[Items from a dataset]
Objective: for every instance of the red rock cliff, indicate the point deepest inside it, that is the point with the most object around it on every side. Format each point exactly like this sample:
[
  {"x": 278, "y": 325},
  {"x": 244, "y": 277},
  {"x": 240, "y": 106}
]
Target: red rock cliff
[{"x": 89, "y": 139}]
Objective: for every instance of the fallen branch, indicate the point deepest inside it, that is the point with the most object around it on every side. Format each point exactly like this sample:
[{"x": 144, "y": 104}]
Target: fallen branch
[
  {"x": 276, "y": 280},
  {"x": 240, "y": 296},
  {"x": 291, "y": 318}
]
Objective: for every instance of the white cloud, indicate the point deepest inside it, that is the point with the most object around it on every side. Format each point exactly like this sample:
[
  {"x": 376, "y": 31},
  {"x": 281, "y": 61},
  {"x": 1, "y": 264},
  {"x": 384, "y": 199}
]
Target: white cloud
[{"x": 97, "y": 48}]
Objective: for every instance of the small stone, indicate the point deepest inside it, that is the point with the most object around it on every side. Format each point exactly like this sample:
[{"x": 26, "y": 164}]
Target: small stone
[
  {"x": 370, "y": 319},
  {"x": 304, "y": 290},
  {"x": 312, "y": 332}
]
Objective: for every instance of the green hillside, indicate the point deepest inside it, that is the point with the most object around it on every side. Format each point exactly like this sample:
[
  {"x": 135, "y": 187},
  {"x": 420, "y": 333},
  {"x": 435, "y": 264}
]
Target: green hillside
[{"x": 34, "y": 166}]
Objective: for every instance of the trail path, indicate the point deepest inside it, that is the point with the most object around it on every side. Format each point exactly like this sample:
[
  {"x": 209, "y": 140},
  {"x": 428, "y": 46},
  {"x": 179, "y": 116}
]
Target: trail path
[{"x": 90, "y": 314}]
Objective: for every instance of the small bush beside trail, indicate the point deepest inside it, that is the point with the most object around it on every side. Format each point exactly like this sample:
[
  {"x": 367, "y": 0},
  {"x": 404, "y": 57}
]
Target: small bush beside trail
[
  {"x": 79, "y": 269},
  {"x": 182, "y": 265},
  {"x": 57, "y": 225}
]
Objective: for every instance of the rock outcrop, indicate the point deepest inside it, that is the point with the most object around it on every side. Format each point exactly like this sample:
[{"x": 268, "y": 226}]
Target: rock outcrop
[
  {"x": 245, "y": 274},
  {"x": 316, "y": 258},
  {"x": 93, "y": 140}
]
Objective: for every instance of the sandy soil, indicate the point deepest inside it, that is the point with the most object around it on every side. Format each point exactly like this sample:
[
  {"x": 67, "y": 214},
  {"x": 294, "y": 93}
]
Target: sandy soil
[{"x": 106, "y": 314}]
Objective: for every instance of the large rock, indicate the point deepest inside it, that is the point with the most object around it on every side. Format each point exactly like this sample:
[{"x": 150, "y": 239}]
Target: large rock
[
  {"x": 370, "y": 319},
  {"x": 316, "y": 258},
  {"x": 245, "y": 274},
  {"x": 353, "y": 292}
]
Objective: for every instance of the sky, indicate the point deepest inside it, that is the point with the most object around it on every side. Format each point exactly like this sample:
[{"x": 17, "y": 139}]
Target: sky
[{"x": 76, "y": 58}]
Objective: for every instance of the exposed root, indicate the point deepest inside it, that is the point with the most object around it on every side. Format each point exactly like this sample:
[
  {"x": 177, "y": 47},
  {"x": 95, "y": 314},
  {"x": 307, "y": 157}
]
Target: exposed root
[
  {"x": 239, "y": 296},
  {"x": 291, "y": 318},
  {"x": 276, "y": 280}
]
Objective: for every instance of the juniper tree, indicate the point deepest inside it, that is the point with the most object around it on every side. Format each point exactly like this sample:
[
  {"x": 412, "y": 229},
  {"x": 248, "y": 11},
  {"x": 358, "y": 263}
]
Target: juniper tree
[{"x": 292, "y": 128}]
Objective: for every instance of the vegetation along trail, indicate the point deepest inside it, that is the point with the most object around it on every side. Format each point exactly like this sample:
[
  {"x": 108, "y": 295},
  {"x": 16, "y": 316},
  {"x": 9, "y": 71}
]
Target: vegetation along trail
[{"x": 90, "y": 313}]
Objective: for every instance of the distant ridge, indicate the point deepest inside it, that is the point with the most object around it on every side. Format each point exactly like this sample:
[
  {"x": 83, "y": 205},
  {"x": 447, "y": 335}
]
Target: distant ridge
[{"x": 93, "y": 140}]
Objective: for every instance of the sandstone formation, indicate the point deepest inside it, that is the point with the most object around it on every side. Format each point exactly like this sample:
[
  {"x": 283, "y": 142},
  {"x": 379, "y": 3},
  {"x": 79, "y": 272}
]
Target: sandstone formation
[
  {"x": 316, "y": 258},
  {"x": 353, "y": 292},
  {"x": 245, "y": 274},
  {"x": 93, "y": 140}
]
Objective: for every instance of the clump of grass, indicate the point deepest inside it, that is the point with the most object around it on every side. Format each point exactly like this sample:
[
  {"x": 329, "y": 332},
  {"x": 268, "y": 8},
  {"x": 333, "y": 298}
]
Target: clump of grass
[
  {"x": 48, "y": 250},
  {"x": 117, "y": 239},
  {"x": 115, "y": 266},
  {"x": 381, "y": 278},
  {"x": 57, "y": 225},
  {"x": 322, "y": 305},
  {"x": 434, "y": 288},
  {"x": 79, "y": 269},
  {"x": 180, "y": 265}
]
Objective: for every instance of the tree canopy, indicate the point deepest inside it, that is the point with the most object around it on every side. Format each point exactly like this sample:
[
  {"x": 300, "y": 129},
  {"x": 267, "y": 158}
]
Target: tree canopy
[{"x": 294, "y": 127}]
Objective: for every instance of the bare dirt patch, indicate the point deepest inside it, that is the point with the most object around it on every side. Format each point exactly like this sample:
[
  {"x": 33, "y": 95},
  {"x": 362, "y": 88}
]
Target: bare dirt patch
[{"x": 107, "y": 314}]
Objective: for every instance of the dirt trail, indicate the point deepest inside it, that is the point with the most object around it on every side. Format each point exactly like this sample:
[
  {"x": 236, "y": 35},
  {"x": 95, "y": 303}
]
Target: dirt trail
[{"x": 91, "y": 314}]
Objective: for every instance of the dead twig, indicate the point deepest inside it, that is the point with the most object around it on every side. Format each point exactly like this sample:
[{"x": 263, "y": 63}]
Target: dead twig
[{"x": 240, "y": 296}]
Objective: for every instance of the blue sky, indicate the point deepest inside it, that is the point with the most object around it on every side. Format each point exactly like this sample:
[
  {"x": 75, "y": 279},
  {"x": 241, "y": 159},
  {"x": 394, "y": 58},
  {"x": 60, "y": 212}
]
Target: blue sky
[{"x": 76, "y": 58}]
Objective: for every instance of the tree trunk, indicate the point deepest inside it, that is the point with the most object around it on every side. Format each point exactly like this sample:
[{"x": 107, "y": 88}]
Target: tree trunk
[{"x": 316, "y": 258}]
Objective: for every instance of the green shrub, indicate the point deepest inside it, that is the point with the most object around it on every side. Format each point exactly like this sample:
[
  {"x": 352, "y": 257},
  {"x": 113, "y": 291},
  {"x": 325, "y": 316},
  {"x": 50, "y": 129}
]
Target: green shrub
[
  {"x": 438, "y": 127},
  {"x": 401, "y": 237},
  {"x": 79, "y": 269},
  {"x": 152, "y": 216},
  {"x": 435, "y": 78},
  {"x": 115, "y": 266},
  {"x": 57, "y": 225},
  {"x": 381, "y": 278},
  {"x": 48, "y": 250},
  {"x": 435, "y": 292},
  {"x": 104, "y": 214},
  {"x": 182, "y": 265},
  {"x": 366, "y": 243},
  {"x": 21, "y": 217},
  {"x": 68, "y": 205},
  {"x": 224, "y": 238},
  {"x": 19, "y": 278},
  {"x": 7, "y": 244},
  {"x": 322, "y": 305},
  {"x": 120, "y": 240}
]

- **Problem**
An exact copy of every record is needed; write it out in full.

- **Task result**
Objective: for every instance of the red rock cliff, indicate the point deepest inside it, that is the point with the most object around it on every side. Format each point exactly like this sample:
[
  {"x": 278, "y": 325},
  {"x": 244, "y": 277},
  {"x": 240, "y": 106}
]
Target: red rock cliff
[{"x": 89, "y": 139}]
Objective: for every instance of the fallen branch, indicate the point deepest inside it, that is the point with the most object around it on every side. Format each point exactly like this sample:
[{"x": 144, "y": 104}]
Target: fallen branch
[
  {"x": 276, "y": 280},
  {"x": 240, "y": 296},
  {"x": 291, "y": 318}
]
Objective: for every instance of the white cloud, indicate the point deepest inside it, that is the point with the most object around it on every side. Format each point exactly like this sample:
[
  {"x": 376, "y": 31},
  {"x": 281, "y": 61},
  {"x": 1, "y": 264},
  {"x": 384, "y": 199}
]
Target: white cloud
[{"x": 97, "y": 48}]
Objective: for every instance of the small stone, indicate the point deepest inside it, that is the point with the most object around it on every side. Format each point exactly like this sample:
[{"x": 26, "y": 164}]
Target: small stone
[
  {"x": 370, "y": 319},
  {"x": 304, "y": 290},
  {"x": 312, "y": 332}
]
Objective: for every instance of the green hillside, indicate the point deepest inside it, that is the point with the most object around it on every side. Format each point exactly like this sample:
[
  {"x": 135, "y": 187},
  {"x": 420, "y": 333},
  {"x": 435, "y": 264}
]
Target: green hillside
[{"x": 34, "y": 166}]
Objective: for every instance of the trail path, indicate the point deepest inside it, that is the point with the most object around it on every side. Format each point exactly like this sample:
[
  {"x": 209, "y": 140},
  {"x": 428, "y": 46},
  {"x": 179, "y": 116}
]
Target: trail path
[{"x": 90, "y": 314}]
Objective: for every instance of the small bush beside trail, indicate the point deepest inside it, that is the point with the most object around it on every side. Format each point exactly like this sample:
[
  {"x": 367, "y": 0},
  {"x": 404, "y": 57}
]
Target: small bush beside trail
[
  {"x": 79, "y": 269},
  {"x": 182, "y": 265},
  {"x": 57, "y": 225}
]
Objective: for every instance of the rock outcrop, indicate the point deepest inside it, that is the point with the most object around it on every side. Format each point exactly like this sample:
[{"x": 268, "y": 226}]
Target: rock outcrop
[
  {"x": 245, "y": 274},
  {"x": 316, "y": 258},
  {"x": 93, "y": 140}
]
Objective: for every instance of the sandy soil, indicate the point deepest inside it, that is the point with the most object around it on every side. Format each point exactly like this sample:
[
  {"x": 67, "y": 214},
  {"x": 294, "y": 93}
]
Target: sandy soil
[{"x": 106, "y": 314}]
Objective: for every instance of the large rock, indicate the point deepest inside it, that is the point with the most object around it on every side. Format each point exactly like this sample:
[{"x": 150, "y": 239}]
Target: large rock
[
  {"x": 370, "y": 319},
  {"x": 316, "y": 258},
  {"x": 245, "y": 274},
  {"x": 353, "y": 292}
]
Objective: for every instance of the sky, indicate the point deepest inside it, that is the point with the most object around it on every side. Format each point exactly like this sample:
[{"x": 17, "y": 139}]
Target: sky
[{"x": 76, "y": 58}]
Objective: for every instance of the exposed root, indicate the point deepest inside it, that is the point with the most object around it on every side. Format each point exactly like this sample:
[
  {"x": 177, "y": 47},
  {"x": 95, "y": 314},
  {"x": 307, "y": 157}
]
Target: exposed root
[
  {"x": 239, "y": 296},
  {"x": 291, "y": 318},
  {"x": 276, "y": 280}
]
Objective: for every instance of the juniper tree, indicate the point deepest inside it, that is the point with the most object around it on every side. Format each point exactly like this sample:
[
  {"x": 412, "y": 229},
  {"x": 248, "y": 11},
  {"x": 358, "y": 263}
]
Target: juniper tree
[{"x": 292, "y": 128}]
Objective: for every instance of the vegetation along trail, indicate the point deepest inside it, that is the point with the most object around it on every side. Format each point exactly like this sample:
[
  {"x": 108, "y": 295},
  {"x": 16, "y": 316},
  {"x": 9, "y": 71}
]
Target: vegetation along trail
[{"x": 90, "y": 313}]
Objective: for every instance of the distant ridge, indicate the point deepest inside it, that is the point with the most object around it on every side. Format each point exactly like this sample:
[
  {"x": 83, "y": 205},
  {"x": 447, "y": 335}
]
Target: distant ridge
[{"x": 93, "y": 140}]
Objective: for every instance of the sandstone formation, indicate the point deepest inside it, that is the point with the most object around it on every side. Format each point exactly like this sample:
[
  {"x": 283, "y": 142},
  {"x": 379, "y": 3},
  {"x": 79, "y": 272}
]
Target: sandstone formation
[
  {"x": 316, "y": 258},
  {"x": 353, "y": 292},
  {"x": 245, "y": 274},
  {"x": 93, "y": 140}
]
Objective: for every instance of the clump of grass, indicate the point deepest inside it, that is the point with the most object around it on every side. Format each point exactly like this sample:
[
  {"x": 329, "y": 332},
  {"x": 268, "y": 8},
  {"x": 333, "y": 298}
]
Target: clump of grass
[
  {"x": 48, "y": 250},
  {"x": 117, "y": 239},
  {"x": 115, "y": 266},
  {"x": 381, "y": 278},
  {"x": 57, "y": 225},
  {"x": 322, "y": 305},
  {"x": 434, "y": 288},
  {"x": 79, "y": 269},
  {"x": 180, "y": 265}
]
Objective: for every instance of the tree canopy, indicate the point deepest inside it, that is the point with the most object around it on every side. Format each point exactly like this sample:
[
  {"x": 300, "y": 129},
  {"x": 267, "y": 158}
]
Target: tree canopy
[{"x": 294, "y": 127}]
Objective: for every instance of the bare dirt patch, indicate the point deepest inside it, that is the point with the most object around it on every side. Format each point exactly like this sample:
[
  {"x": 33, "y": 95},
  {"x": 362, "y": 88}
]
Target: bare dirt patch
[{"x": 107, "y": 314}]
Objective: for every instance of the dirt trail, indicate the point deepest inside it, that is the point with the most object around it on every side. Format each point exactly like this sample:
[
  {"x": 236, "y": 35},
  {"x": 95, "y": 303}
]
Target: dirt trail
[{"x": 91, "y": 314}]
Objective: for every instance of the dead twig, indicate the point deepest inside it, that is the point with the most object around it on every side. Format each point exactly like this sample:
[{"x": 263, "y": 63}]
Target: dead twig
[{"x": 240, "y": 296}]
Objective: for every instance of the blue sky, indicate the point deepest inside it, that is the point with the most object around it on every side. Format each point exactly like this sample:
[
  {"x": 75, "y": 279},
  {"x": 241, "y": 159},
  {"x": 394, "y": 58},
  {"x": 60, "y": 212}
]
Target: blue sky
[{"x": 76, "y": 58}]
Objective: for every instance of the tree trunk, indicate the point deepest inside it, that is the point with the most object around it on every side. Format each point exactly like this sample:
[{"x": 107, "y": 88}]
Target: tree trunk
[{"x": 316, "y": 258}]
Objective: for every instance of the green shrub, indicate the point deepest inside it, that is the point with the most object around it on every side. Format each point exactly like this sample:
[
  {"x": 352, "y": 257},
  {"x": 113, "y": 291},
  {"x": 325, "y": 316},
  {"x": 50, "y": 129}
]
Target: green shrub
[
  {"x": 438, "y": 127},
  {"x": 401, "y": 237},
  {"x": 79, "y": 269},
  {"x": 152, "y": 216},
  {"x": 435, "y": 78},
  {"x": 115, "y": 266},
  {"x": 57, "y": 225},
  {"x": 381, "y": 278},
  {"x": 48, "y": 250},
  {"x": 435, "y": 292},
  {"x": 104, "y": 214},
  {"x": 182, "y": 265},
  {"x": 366, "y": 243},
  {"x": 21, "y": 217},
  {"x": 68, "y": 205},
  {"x": 224, "y": 238},
  {"x": 19, "y": 278},
  {"x": 7, "y": 244},
  {"x": 322, "y": 305},
  {"x": 120, "y": 240}
]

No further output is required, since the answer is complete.